__Text section__
+++

10 Aug 2016

🚀 QEMU Live Migrations: Post-Copy and Auto-Converge features

Cloud lifecycle is a complex process that involves several procedures such as maintenance and upgrades. These operations mostly include migration of workloads. OpenStack provides several options to perform such moving:

Cold migration
Live migrations
Instance rebuilds

From the list above only live migration allows moving an instance from one host to another with almost *zero downtime, which is done seamlessly for the instance itself.

In one of our previous researches we’ve noticed that, by default, QEMU/KVM live migration has a pretty low convergence for heavy-loaded virtual machines. The convergence property reflects the ratio or difference between VM memory transfer speed and VM memory dirty speed during the live migration, if the memory transfer speed is higher or insignificantly lower, then live migration succeeds.

In this post, we’re going to analyze different QEMU features that may help live migrations converge. The most important features are Post-Copy and Auto-Converge.

Auto-Converge (AC). The idea behind auto-converge is pretty simple — by throttling down the virtual CPU execution time, the guest machine is prevented from dirtying memory faster than memory can be transferred over the wire. By default, QEMU throttles vCPU by 20% and increases the throttling rate by 10% each iteration. This guarantees the that guest machine eventually migrates.

+++

__Extracted data__

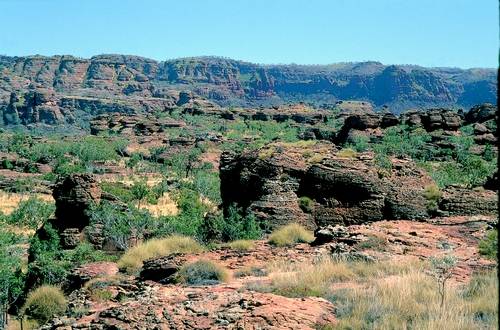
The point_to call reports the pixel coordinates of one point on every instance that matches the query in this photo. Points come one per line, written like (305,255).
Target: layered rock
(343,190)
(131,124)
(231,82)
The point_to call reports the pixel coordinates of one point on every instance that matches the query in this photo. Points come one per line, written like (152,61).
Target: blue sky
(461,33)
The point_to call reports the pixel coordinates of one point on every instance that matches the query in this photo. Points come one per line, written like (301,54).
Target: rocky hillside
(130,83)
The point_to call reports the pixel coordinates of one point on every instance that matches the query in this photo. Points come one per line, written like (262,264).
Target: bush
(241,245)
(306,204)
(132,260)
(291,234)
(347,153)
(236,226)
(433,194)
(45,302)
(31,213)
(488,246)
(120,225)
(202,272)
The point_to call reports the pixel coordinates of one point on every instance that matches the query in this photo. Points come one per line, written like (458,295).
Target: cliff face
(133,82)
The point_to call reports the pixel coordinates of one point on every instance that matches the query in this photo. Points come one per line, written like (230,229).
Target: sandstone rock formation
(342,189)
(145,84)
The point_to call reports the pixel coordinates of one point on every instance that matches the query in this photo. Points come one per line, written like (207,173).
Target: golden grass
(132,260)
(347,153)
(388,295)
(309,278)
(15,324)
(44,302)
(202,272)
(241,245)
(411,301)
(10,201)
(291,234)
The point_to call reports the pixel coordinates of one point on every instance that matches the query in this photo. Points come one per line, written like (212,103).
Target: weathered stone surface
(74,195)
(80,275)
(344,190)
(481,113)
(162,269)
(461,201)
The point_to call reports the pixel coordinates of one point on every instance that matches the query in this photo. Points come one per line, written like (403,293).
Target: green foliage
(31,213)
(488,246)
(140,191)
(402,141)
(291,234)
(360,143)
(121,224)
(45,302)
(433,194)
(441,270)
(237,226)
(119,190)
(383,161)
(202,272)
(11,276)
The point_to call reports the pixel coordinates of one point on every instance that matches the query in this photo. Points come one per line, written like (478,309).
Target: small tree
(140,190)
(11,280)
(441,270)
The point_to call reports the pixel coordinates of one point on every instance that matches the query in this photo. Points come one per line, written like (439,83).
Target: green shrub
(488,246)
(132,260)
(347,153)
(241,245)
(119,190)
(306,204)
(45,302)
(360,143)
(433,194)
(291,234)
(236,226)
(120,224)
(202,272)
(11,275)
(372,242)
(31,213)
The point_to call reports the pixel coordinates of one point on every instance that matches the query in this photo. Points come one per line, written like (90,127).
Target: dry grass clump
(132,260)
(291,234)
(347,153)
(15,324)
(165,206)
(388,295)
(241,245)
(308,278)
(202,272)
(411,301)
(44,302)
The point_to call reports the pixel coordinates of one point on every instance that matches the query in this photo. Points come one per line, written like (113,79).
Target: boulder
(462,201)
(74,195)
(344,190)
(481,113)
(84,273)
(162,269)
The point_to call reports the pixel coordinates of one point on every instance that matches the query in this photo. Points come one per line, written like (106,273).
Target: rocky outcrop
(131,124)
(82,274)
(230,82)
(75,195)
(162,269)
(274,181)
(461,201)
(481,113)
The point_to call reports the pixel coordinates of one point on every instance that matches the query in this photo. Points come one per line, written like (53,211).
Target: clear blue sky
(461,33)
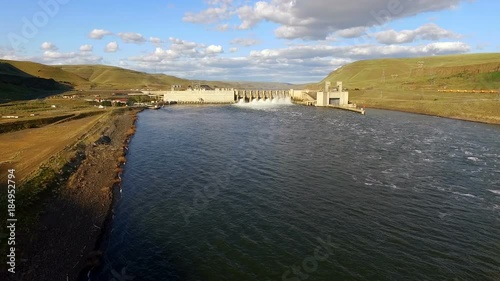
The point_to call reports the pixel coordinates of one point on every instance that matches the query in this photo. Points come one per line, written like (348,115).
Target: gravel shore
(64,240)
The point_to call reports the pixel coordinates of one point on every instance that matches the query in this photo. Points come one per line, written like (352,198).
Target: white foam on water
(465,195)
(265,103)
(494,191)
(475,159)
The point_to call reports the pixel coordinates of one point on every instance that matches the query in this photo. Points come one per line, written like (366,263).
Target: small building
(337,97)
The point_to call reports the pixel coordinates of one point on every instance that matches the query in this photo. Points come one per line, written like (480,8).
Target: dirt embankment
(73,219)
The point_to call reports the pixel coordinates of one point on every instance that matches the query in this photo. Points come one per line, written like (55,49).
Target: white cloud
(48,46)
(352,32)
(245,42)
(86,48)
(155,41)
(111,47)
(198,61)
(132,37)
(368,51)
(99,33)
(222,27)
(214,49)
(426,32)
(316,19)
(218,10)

+++

__Work instructions__
**a)** List the options the QEMU live migration post says OpenStack offers for moving workloads.
**b)** Resume the QEMU live migration post after its last sentence.
The rows were taken from a different source than the QEMU live migration post.

__Task-by-task outputs__
**a)**
Cold migration
Live migrations
Instance rebuilds

**b)**
Post-Copy (PC). The goal of post-copy is to transfer some portion of memory in normal pre-copy mode, then switch the guest to the destination node and request any missing memory pages on demand. This comes with the additional cost of waiting for a particular page to transfer from the source node, however, post-copy guarantees that guest migrates in a constant amount of time. The downside of using post-copy is that if the destination node fails or there is a network interruption, it becomes impossible to recover the guest machine state as it is distributed between the source and destination nodes.

We wanted to answer the following questions:

How do various parameters of the post-copy and auto-converge features affect the migration outcome?
Does the migration max_downtime parameter have any impact on migration success?

Test Harness

Test Environment

Our setup consists of two hypervisor nodes, one monitoring VM and workstation. The monitoring VM runs on a separate machine. Tests are executed from a workstation which is connected to the same network as monitoring VM and hypervisor machines.

All servers have the same configuration:

Parameter	Description
CPU	1x CPU Intel Xeon E3-1230, 3.20GHz, Socket 1155, 8MB Cache, 4 core, 80W
RAM	4x RAM 4GB Kingston KVR1333D3E9S/4GHB, DDR-III PC3-10600
Hard drive	2x HDD 1.5 TB, WD Caviar Black, WD1502FAEX, SATA 6.0 Gb/s, 7200 RPM, 64MB, 3.5”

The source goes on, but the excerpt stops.